Information provided ▸
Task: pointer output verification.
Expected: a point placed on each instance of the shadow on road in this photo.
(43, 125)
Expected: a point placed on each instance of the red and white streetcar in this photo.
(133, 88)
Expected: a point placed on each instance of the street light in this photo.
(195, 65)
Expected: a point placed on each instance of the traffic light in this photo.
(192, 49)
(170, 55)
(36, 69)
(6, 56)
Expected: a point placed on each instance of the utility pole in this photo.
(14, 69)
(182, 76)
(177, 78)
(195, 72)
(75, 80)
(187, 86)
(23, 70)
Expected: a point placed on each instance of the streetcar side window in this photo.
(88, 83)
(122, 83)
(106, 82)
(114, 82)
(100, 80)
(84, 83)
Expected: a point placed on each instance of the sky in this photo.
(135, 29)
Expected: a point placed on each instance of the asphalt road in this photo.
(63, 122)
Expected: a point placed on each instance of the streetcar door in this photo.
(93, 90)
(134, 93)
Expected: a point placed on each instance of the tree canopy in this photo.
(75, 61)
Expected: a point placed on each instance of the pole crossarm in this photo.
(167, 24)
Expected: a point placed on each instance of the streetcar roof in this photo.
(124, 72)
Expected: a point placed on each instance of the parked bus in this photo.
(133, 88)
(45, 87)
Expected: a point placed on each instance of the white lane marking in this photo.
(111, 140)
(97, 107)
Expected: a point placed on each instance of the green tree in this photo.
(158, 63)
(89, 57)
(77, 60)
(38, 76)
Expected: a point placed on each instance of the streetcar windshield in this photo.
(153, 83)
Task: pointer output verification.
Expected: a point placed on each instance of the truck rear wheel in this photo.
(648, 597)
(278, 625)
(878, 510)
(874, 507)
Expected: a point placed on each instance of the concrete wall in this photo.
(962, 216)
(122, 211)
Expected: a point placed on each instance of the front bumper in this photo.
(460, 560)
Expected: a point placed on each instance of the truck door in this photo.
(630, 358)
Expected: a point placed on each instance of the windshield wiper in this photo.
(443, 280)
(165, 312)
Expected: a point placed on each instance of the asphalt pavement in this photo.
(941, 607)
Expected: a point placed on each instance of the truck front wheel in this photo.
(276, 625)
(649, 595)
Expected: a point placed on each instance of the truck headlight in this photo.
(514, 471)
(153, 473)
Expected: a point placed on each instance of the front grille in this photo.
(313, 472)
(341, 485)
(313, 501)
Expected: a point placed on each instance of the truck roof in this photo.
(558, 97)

The request ▸ Rewrite the lines above as a numbered list, leaving out any blank lines.

Reply to the exercise ▸
1. Task: pointer output verification.
2. Expected: a point placed on each instance of the shadow on road in this photo.
3. (43, 125)
4. Expected: a point placed on each instance of the red and white streetcar in this photo.
5. (133, 88)
6. Expected: a point placed on each instance of the street light in this photo.
7. (195, 65)
8. Expected: a point placed on each instance of the traffic light in this photo.
9. (192, 49)
10. (170, 55)
11. (36, 69)
12. (6, 56)
13. Expected: a point placed on each instance of the utility pole in this photo.
14. (14, 69)
15. (182, 76)
16. (177, 78)
17. (195, 72)
18. (75, 80)
19. (187, 86)
20. (23, 70)
21. Expected: a point placed on each instance of the streetcar side window in this photo.
22. (88, 83)
23. (122, 83)
24. (106, 82)
25. (114, 82)
26. (100, 80)
27. (84, 83)
28. Expected: a point placed on each instance of the sky in this photo.
29. (135, 29)
30. Expected: a point placed on each instance of the asphalt road in this photo.
31. (63, 122)
32. Expected: a point placed on each instance of the streetcar door in this photo.
33. (93, 90)
34. (134, 93)
35. Expected: a point placed on each instance of the tree canopy in this photo.
36. (75, 61)
37. Expected: a point placed on each instance of the pole crossarm in this photo.
38. (167, 24)
39. Expected: a point placed on each instance of the streetcar roof in this photo.
40. (124, 72)
41. Expected: a point placed on each instance of the parked bus in this photo.
42. (133, 88)
43. (45, 87)
44. Expected: a point placed on each instance of the white lane marking in this photo.
45. (111, 140)
46. (97, 107)
47. Expected: a point placed on each instance of the green tree in this photo.
48. (158, 63)
49. (89, 57)
50. (77, 60)
51. (38, 76)
52. Expected: a point placed on each instance of the streetcar windshield in this photo.
53. (153, 83)
54. Task: pointer output verification.
55. Expected: a point placed on each instance of the truck rear wheel in this photo.
56. (648, 597)
57. (278, 625)
58. (878, 510)
59. (874, 507)
60. Expected: a point placed on each instance of the concrete wall in this photo.
61. (962, 216)
62. (122, 211)
63. Expected: a point placed on each instance of the front bumper in this photo.
64. (460, 560)
65. Expected: a point placed on each instance of the truck door in this photo.
66. (630, 358)
67. Expected: a point placed on each instance of the windshield wiper in this photo.
68. (443, 280)
69. (165, 312)
70. Expected: a point placed on each instance of the asphalt pavement in this photo.
71. (941, 607)
72. Expected: a point placed on each instance of the truck front wheel in this photo.
73. (276, 625)
74. (649, 595)
75. Expected: a point placed on each instance of the truck headlight in this photo.
76. (514, 471)
77. (153, 473)
78. Expected: a point placed on each instance of the front grille in this photo.
79. (313, 472)
80. (341, 485)
81. (313, 501)
82. Expected: a point placed on each instance of the truck roof in this photo.
83. (558, 97)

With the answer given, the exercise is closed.